+++ MATERIAL FOR THE TASK

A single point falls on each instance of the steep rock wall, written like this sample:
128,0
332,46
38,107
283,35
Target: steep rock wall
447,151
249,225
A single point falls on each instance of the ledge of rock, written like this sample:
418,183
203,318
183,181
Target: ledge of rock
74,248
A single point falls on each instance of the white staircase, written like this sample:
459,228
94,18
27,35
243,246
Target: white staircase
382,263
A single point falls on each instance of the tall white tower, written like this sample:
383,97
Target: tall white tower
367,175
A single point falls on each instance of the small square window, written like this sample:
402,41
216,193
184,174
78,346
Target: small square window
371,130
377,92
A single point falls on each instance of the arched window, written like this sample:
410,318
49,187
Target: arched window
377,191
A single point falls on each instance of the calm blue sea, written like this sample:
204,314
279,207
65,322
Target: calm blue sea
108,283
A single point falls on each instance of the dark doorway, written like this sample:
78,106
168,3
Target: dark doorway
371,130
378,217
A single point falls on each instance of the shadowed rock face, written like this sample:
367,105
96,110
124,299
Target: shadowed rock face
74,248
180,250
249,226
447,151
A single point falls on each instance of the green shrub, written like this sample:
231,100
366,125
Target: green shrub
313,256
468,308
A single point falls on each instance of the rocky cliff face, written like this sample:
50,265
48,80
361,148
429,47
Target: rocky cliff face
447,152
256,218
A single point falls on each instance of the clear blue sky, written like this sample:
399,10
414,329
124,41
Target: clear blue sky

++++++

SET EXERCISE: Can you copy the listing from the line containing "A single point falls on each instance of the clear" through the end, replacing "clear blue sky" with "open blue sky" and leaving everything else unchanged?

REPLY:
A single point falls on each instance of the open blue sky, written like this sample:
399,10
414,329
124,41
Target: open blue sky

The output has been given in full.